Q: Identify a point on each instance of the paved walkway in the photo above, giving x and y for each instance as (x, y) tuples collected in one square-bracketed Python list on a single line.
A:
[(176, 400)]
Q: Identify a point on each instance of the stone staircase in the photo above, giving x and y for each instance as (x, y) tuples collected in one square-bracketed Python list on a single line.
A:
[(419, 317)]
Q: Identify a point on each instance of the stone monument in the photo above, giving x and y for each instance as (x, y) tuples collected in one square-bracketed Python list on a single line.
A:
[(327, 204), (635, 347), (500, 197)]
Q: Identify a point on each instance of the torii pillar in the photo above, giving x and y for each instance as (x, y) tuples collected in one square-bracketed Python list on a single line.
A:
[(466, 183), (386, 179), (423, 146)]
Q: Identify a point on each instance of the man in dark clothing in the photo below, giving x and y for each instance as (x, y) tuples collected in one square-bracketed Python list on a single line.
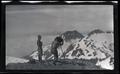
•••
Exercise:
Please return, word for word, the stretch of the entries above from their first line through the line containing "[(327, 204), (635, 347), (500, 197)]".

Completed exercise:
Q: Identify a point on each instance of the paved walkway in the photo above, giving x and y for each instance as (x, y) tuples collected in one square-bracketed Python list on a single line.
A:
[(176, 400)]
Q: Identify a point on each instance of the stone staircase in the photo above, giving x and y for each instance as (x, y) tuples collected in one square-bracketed Python list on a single line.
A:
[(419, 317)]
Q: Identify a point on each instance of the stone monument in the photo above, giving x and y for each instance as (x, y) tuples collected in one square-bracketed Python list on a single line.
A:
[(327, 204), (635, 347), (500, 197)]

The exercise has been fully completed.